TASK BRIEF – Count the lines of the material below that contain the string "white", matching case exactly, and reply with only that number.

SUPPLIED INFORMATION –
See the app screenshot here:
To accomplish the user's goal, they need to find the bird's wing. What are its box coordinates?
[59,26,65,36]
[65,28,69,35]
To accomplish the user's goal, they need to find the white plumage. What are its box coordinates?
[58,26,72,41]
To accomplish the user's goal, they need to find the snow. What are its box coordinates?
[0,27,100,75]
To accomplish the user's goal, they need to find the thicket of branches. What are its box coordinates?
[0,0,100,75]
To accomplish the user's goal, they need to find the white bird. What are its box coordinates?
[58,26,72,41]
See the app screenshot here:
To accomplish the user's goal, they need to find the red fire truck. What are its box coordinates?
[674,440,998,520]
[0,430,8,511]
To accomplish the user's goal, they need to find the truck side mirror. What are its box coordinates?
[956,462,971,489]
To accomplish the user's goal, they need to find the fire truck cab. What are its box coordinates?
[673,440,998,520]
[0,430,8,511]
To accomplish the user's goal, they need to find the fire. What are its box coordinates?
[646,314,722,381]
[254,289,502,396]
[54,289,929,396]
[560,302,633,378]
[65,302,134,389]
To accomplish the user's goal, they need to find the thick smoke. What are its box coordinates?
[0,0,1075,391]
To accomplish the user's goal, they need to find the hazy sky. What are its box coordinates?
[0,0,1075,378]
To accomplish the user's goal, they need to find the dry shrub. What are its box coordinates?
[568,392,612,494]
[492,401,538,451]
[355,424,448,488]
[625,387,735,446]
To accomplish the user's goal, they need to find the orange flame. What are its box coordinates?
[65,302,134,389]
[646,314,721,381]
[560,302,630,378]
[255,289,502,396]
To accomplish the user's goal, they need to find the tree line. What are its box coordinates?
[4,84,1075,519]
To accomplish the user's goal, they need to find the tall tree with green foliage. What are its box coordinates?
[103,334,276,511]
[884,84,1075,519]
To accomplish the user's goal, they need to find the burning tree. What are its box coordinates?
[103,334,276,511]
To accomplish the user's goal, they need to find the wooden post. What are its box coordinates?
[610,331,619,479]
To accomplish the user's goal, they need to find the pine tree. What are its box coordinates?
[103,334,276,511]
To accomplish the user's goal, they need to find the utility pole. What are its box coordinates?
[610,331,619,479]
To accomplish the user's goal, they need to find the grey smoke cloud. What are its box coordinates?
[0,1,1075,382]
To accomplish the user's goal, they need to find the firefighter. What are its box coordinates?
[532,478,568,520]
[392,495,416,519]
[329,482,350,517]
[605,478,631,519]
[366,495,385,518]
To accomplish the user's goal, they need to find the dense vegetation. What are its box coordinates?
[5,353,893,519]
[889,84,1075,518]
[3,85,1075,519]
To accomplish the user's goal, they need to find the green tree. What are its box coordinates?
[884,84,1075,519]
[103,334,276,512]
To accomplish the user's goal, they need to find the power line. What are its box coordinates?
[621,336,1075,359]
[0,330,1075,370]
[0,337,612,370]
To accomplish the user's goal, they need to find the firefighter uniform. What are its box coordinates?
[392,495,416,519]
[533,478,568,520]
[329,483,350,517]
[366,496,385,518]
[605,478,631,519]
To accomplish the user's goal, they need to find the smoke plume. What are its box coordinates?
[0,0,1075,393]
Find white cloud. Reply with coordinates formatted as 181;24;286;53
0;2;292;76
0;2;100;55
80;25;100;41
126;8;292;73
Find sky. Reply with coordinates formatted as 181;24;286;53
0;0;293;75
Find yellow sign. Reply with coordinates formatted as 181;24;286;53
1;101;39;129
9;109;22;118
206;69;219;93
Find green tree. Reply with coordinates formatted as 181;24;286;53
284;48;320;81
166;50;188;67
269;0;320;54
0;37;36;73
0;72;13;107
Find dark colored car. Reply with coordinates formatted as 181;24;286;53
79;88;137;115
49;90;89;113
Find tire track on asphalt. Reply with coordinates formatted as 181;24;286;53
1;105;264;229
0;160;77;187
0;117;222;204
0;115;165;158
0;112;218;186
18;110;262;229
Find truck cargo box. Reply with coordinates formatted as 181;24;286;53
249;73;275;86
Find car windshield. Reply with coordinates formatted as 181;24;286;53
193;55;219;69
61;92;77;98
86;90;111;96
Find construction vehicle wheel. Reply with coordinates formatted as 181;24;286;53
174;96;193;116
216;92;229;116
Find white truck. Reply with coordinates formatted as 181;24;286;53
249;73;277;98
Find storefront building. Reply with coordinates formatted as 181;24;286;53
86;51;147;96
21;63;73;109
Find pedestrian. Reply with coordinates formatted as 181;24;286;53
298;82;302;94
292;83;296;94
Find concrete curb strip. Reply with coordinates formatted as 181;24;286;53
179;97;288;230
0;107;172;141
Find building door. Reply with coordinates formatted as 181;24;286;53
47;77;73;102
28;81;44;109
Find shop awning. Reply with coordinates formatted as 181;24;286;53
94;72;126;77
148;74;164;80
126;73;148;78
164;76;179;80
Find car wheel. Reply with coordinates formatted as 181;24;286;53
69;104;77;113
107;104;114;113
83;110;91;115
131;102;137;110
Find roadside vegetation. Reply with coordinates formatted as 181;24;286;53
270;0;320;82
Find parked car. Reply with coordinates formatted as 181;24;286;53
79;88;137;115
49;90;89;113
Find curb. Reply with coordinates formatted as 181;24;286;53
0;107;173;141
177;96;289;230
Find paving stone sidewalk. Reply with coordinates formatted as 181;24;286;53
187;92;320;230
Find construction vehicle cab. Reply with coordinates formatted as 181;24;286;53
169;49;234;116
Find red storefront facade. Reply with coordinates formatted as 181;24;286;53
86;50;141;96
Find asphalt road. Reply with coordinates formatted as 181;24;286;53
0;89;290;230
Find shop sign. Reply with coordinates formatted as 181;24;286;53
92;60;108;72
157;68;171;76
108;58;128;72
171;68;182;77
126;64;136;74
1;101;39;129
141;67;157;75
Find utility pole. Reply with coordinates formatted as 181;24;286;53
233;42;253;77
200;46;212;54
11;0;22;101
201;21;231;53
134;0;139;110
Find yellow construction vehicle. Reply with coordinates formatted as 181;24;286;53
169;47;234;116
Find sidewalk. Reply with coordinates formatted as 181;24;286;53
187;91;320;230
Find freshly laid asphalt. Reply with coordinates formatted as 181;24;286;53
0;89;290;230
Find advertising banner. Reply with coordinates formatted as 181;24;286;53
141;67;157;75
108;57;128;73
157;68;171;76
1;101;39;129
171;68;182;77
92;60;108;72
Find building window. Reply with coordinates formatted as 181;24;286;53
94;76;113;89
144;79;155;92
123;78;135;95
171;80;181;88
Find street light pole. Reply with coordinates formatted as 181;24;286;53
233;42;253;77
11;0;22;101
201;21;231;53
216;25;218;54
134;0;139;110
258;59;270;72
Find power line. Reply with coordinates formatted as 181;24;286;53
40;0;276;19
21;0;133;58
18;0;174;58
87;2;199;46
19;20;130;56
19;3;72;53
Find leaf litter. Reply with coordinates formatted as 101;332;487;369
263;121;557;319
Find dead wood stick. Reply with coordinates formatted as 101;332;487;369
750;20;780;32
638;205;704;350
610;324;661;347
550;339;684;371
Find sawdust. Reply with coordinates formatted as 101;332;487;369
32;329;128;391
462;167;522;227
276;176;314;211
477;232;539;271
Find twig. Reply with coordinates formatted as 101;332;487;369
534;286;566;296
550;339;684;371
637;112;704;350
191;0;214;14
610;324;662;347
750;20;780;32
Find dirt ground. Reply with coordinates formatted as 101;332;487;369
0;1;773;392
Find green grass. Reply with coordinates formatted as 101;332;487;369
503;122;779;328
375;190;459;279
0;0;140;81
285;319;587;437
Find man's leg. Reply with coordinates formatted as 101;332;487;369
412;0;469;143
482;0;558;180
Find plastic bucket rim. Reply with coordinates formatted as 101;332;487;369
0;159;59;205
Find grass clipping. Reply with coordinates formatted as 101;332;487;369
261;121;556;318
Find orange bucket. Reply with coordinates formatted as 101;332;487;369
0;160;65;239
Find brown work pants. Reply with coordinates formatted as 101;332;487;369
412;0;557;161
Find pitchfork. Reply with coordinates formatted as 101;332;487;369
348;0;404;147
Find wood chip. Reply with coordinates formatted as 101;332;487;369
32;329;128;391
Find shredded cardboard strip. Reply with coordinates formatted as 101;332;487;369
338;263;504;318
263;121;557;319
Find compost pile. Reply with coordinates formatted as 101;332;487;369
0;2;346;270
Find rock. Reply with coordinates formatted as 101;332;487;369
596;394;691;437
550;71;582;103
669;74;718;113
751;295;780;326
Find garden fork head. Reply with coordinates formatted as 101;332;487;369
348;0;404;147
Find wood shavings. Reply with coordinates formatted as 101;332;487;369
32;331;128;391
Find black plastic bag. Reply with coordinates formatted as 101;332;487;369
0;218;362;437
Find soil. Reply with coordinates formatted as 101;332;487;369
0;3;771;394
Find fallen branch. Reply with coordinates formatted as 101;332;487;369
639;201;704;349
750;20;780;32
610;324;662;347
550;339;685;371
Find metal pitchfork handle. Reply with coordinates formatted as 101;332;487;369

ANSWER TO THE EXERCISE – 4